> _STUDY MATERIAL_:
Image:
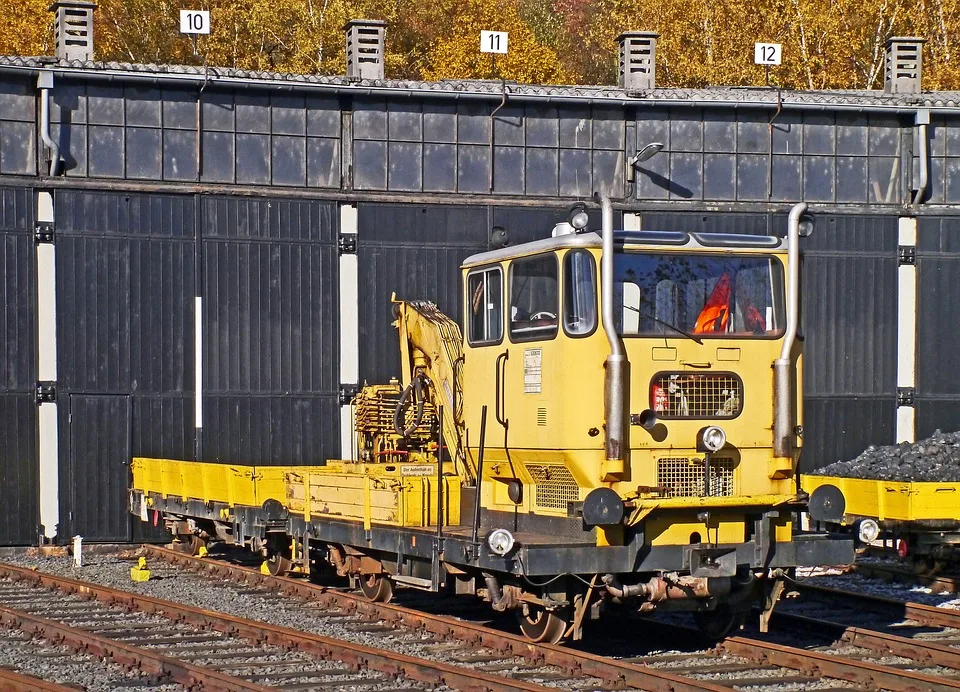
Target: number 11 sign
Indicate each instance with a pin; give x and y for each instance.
(493, 42)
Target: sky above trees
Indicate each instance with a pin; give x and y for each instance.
(827, 44)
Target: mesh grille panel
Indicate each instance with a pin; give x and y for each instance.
(683, 477)
(686, 395)
(555, 485)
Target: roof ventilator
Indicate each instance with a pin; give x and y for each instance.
(365, 48)
(73, 29)
(904, 65)
(638, 53)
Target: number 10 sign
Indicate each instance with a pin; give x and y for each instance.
(194, 21)
(493, 42)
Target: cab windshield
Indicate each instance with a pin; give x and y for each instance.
(703, 295)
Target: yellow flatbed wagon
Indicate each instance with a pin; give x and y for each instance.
(616, 424)
(923, 517)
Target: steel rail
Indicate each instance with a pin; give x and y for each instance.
(924, 614)
(871, 675)
(13, 681)
(568, 660)
(125, 654)
(916, 649)
(352, 654)
(938, 583)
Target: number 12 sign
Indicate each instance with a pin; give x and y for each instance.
(493, 42)
(767, 53)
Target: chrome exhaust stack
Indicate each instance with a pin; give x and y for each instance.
(784, 427)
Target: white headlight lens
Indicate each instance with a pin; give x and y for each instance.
(500, 541)
(869, 531)
(714, 438)
(580, 220)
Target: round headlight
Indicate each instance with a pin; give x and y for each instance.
(500, 541)
(869, 531)
(714, 438)
(579, 220)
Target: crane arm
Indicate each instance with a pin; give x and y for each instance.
(431, 360)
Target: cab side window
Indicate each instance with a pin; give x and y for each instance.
(485, 306)
(533, 298)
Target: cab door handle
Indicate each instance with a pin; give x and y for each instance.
(500, 403)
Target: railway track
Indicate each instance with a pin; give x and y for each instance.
(739, 662)
(201, 649)
(13, 681)
(903, 574)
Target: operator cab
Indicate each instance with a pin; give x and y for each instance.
(701, 317)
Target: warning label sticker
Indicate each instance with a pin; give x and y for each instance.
(532, 370)
(416, 470)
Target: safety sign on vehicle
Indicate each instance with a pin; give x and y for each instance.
(532, 371)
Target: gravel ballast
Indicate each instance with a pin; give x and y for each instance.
(935, 459)
(42, 659)
(184, 586)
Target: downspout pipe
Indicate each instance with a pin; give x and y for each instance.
(783, 374)
(617, 366)
(922, 119)
(45, 84)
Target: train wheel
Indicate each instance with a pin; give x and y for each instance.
(376, 587)
(717, 624)
(541, 625)
(189, 544)
(278, 565)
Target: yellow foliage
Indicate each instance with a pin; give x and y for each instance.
(827, 44)
(456, 53)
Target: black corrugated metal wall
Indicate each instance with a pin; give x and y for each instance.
(125, 287)
(849, 322)
(19, 464)
(127, 275)
(938, 359)
(271, 344)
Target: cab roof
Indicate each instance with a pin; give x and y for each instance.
(633, 239)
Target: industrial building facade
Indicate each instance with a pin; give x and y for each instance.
(198, 263)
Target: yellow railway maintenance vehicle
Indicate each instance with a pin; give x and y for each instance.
(618, 425)
(919, 516)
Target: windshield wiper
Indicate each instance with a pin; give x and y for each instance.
(665, 324)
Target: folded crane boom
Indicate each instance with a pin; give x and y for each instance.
(431, 363)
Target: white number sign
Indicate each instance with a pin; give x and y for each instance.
(493, 42)
(767, 53)
(194, 22)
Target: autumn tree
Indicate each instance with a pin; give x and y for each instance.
(827, 44)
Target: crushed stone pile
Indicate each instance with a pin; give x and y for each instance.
(937, 459)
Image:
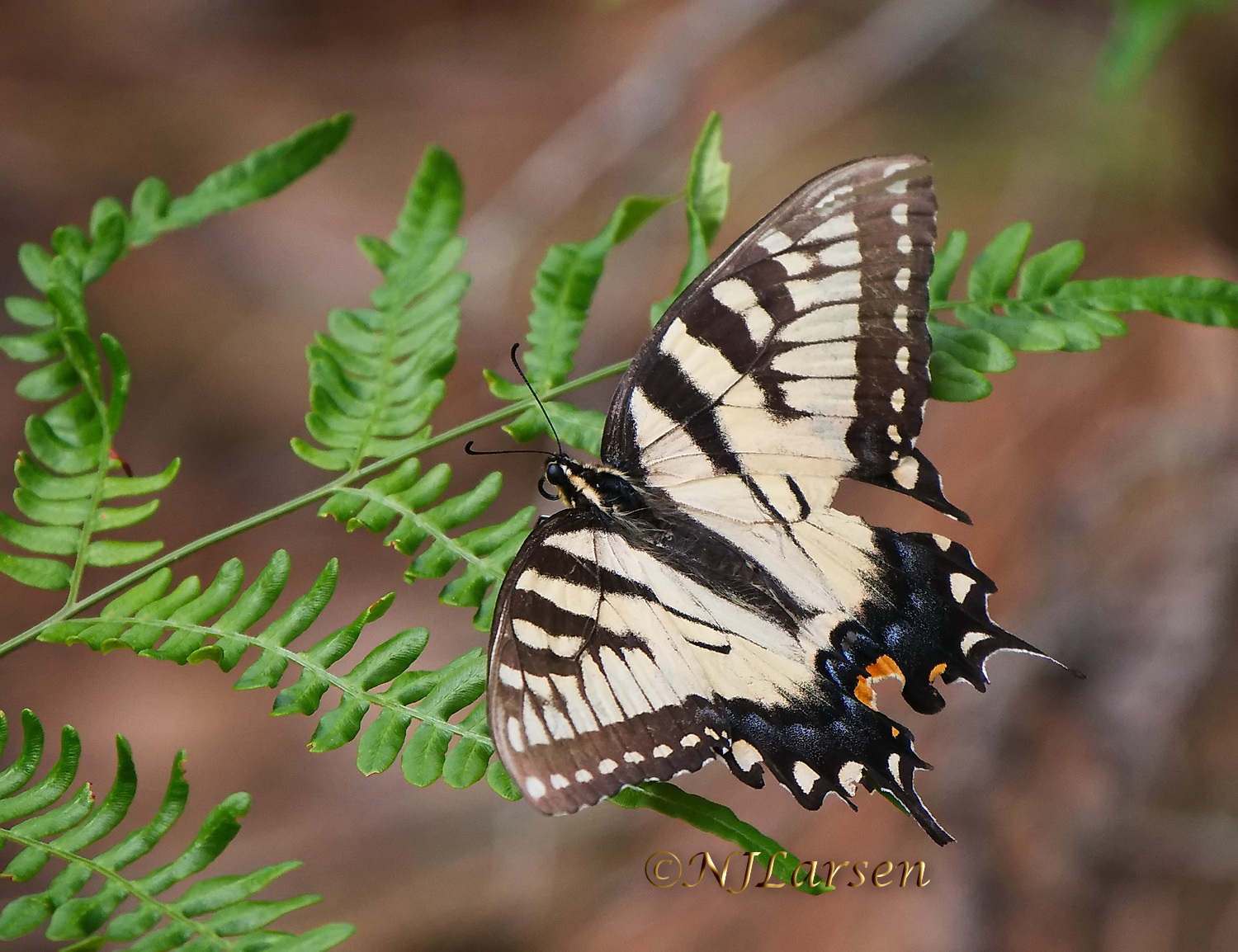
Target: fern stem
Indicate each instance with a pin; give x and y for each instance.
(301, 502)
(129, 885)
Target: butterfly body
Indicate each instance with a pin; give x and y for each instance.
(700, 597)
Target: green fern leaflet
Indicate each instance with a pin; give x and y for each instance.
(50, 825)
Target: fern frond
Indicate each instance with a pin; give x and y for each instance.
(562, 294)
(706, 198)
(378, 374)
(191, 624)
(1047, 311)
(72, 464)
(408, 506)
(1139, 35)
(47, 825)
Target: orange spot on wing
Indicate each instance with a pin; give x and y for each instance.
(884, 667)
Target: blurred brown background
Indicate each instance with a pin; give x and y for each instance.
(1096, 815)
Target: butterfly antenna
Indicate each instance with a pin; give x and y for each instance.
(470, 450)
(540, 405)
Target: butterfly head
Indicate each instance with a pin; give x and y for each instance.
(584, 487)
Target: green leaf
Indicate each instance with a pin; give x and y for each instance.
(564, 291)
(36, 265)
(50, 383)
(1139, 35)
(946, 265)
(30, 312)
(376, 378)
(995, 269)
(423, 754)
(1044, 274)
(109, 554)
(78, 907)
(500, 781)
(705, 197)
(952, 381)
(259, 175)
(1196, 299)
(708, 188)
(36, 573)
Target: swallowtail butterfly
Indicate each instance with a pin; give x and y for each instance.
(700, 598)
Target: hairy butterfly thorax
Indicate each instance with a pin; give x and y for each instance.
(698, 597)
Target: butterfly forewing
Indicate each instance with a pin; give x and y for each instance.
(715, 605)
(804, 349)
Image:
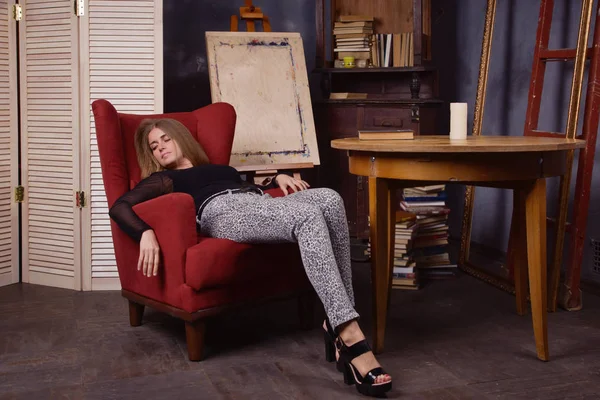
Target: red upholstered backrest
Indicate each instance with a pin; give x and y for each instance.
(213, 126)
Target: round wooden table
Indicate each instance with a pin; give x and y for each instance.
(512, 162)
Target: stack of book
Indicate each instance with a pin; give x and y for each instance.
(392, 49)
(404, 275)
(430, 246)
(352, 34)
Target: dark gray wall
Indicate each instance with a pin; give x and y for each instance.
(457, 33)
(185, 21)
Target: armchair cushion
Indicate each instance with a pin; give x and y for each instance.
(220, 262)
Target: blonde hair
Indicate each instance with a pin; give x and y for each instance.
(189, 147)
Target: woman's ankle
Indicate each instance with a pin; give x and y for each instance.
(350, 332)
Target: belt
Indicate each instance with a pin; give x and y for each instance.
(243, 189)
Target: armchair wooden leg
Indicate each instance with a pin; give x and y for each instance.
(136, 312)
(194, 333)
(306, 310)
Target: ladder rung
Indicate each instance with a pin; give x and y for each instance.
(551, 221)
(545, 134)
(561, 54)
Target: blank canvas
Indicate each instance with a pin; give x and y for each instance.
(263, 75)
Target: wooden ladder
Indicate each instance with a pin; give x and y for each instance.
(570, 297)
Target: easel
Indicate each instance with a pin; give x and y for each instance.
(249, 13)
(262, 174)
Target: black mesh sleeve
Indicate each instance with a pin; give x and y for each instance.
(122, 212)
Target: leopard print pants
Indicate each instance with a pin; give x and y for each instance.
(314, 218)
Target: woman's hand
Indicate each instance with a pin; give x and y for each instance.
(149, 254)
(286, 181)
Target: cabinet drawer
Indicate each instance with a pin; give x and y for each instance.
(386, 117)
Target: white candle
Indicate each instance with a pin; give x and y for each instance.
(458, 121)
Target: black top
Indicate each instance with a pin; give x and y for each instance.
(200, 182)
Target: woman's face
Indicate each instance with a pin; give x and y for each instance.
(164, 149)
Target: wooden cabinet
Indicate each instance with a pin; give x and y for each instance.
(398, 97)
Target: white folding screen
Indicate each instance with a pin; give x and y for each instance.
(114, 52)
(50, 143)
(9, 230)
(123, 53)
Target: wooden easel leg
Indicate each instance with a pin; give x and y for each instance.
(535, 216)
(561, 222)
(381, 210)
(233, 23)
(518, 252)
(266, 24)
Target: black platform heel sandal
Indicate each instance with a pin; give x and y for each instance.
(329, 337)
(364, 384)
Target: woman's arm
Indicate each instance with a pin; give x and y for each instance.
(122, 210)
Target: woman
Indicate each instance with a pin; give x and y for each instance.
(171, 160)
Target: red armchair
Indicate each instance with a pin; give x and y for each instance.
(198, 276)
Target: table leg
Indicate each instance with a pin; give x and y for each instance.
(381, 210)
(518, 252)
(535, 217)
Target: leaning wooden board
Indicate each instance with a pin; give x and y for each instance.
(263, 75)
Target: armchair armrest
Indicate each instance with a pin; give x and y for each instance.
(173, 219)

> _DIRECTIONS_:
Across the listing above, report every line where "number" occurs.

> _ANSWER SECTION_:
Target: number 11 sign
Target: number 10 sign
Target: number 12 sign
Target: white number sign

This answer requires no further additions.